EXERCISE AIM: Duplicate the lines of the listing below, everything from the line that contains "Could you please drop a point on the windmill" down to the line that contains "<point>30,452</point>", including both of those lines.

(Dataset records on where objects are located)
■ ■ ■ ■

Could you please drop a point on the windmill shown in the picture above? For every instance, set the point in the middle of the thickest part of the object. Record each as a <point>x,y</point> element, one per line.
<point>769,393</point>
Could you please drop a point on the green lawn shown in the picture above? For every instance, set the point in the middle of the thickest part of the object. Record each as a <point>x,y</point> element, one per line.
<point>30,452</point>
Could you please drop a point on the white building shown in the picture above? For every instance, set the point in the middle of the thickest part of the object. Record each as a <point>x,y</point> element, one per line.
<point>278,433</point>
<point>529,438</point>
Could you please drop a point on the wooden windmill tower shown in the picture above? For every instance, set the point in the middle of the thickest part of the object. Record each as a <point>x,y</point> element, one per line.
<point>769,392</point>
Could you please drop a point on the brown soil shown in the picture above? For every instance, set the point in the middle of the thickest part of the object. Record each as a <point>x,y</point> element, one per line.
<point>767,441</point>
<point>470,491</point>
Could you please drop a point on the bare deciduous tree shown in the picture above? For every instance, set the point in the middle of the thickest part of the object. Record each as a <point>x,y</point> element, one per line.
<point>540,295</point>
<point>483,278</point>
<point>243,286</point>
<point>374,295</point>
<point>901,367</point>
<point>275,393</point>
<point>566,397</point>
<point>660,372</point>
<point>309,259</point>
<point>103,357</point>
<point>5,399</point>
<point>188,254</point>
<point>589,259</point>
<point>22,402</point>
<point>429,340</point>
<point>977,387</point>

■ ■ ■ ■

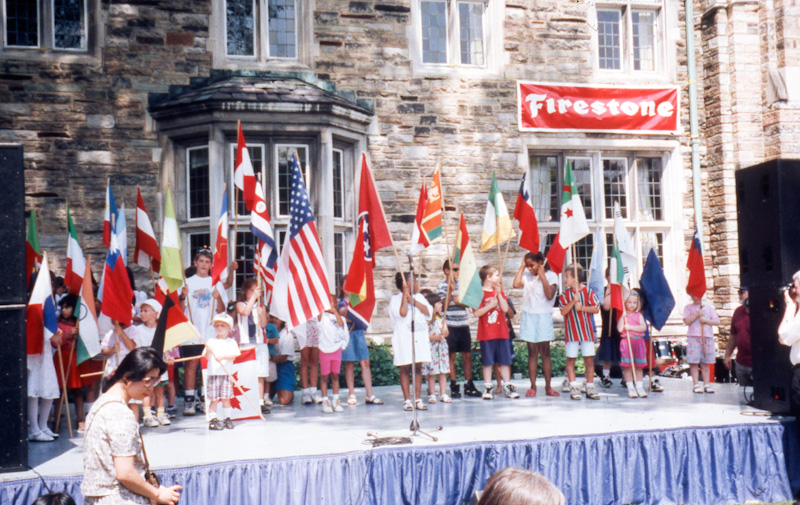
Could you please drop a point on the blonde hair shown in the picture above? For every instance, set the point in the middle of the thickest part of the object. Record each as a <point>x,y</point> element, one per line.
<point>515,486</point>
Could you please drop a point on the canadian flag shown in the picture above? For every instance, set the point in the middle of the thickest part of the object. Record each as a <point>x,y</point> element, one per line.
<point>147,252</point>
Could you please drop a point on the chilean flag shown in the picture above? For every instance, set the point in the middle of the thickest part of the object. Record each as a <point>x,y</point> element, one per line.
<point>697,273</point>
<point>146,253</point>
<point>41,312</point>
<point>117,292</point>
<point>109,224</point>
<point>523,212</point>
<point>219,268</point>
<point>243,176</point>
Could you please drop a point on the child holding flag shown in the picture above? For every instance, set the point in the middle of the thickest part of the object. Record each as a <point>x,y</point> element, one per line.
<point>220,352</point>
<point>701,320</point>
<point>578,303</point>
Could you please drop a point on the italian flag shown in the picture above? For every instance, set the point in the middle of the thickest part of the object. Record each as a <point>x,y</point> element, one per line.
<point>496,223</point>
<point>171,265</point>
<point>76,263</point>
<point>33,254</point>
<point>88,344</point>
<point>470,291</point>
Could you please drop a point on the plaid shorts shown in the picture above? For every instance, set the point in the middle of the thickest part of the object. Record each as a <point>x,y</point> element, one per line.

■ ■ ■ ■

FINAL RESULT:
Could you please drop a point on the windmill shown in the picture above? For every instance, set the point in the middle of the thickest part of the object. Record each as a <point>x,y</point> element, one per line.
<point>769,393</point>
Could you please drop a point on the green lawn shown in the picture above? For every instance, set the point in the middle of the thickest part of the object. Record each as a <point>x,y</point> element, one per line.
<point>30,452</point>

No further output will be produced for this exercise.